_Assignment_: Images embedded in the records are excluded; print everything else exactly as given.

_Materials provided_:

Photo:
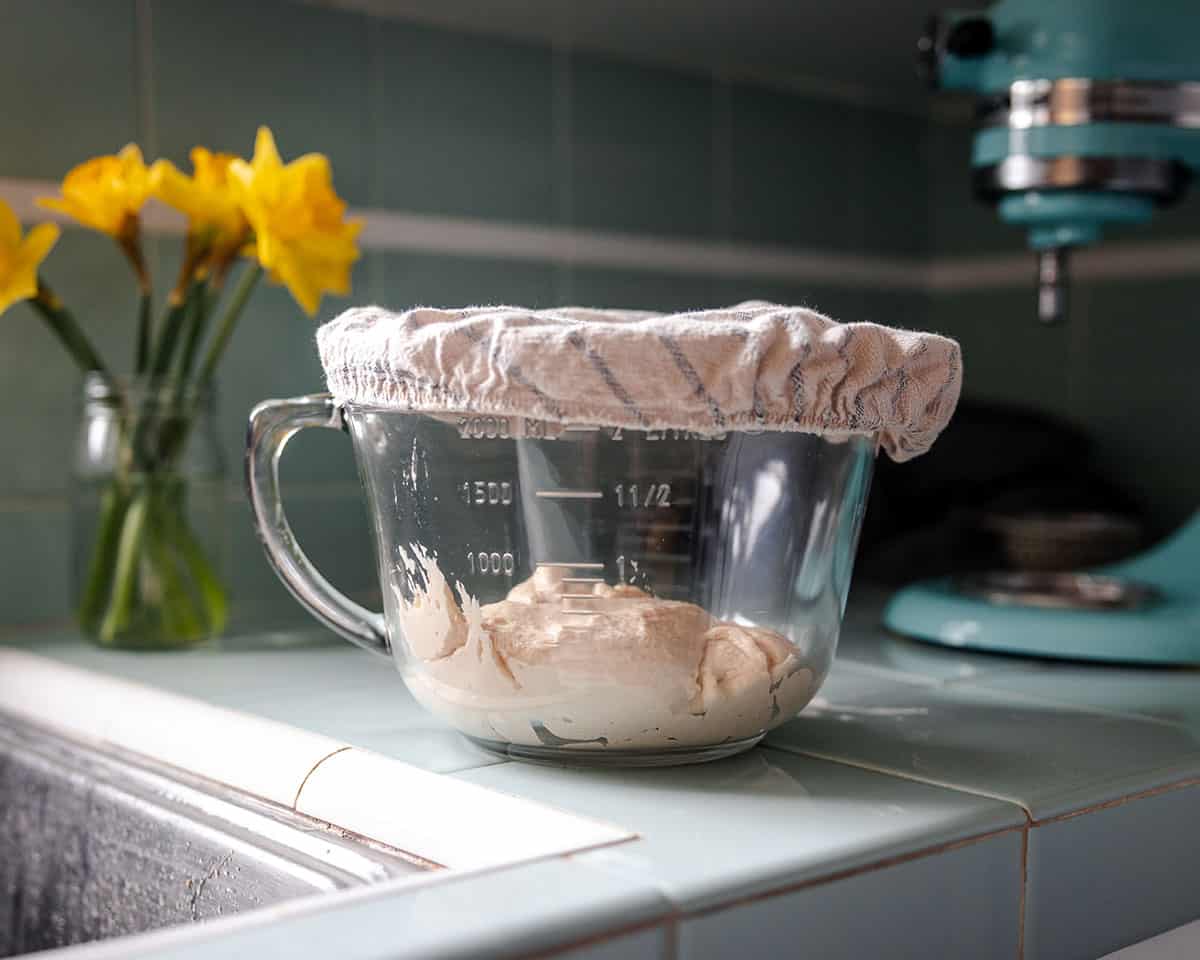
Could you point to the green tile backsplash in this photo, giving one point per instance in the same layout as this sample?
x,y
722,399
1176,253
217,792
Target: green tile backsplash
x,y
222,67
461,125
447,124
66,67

_Solution for this task_:
Photo:
Could you point to the green tile backsplash in this photo, giving one point per instance in the same layout as this sample?
x,y
722,399
1176,253
217,792
Target: green tile backsplash
x,y
222,67
461,125
447,124
66,67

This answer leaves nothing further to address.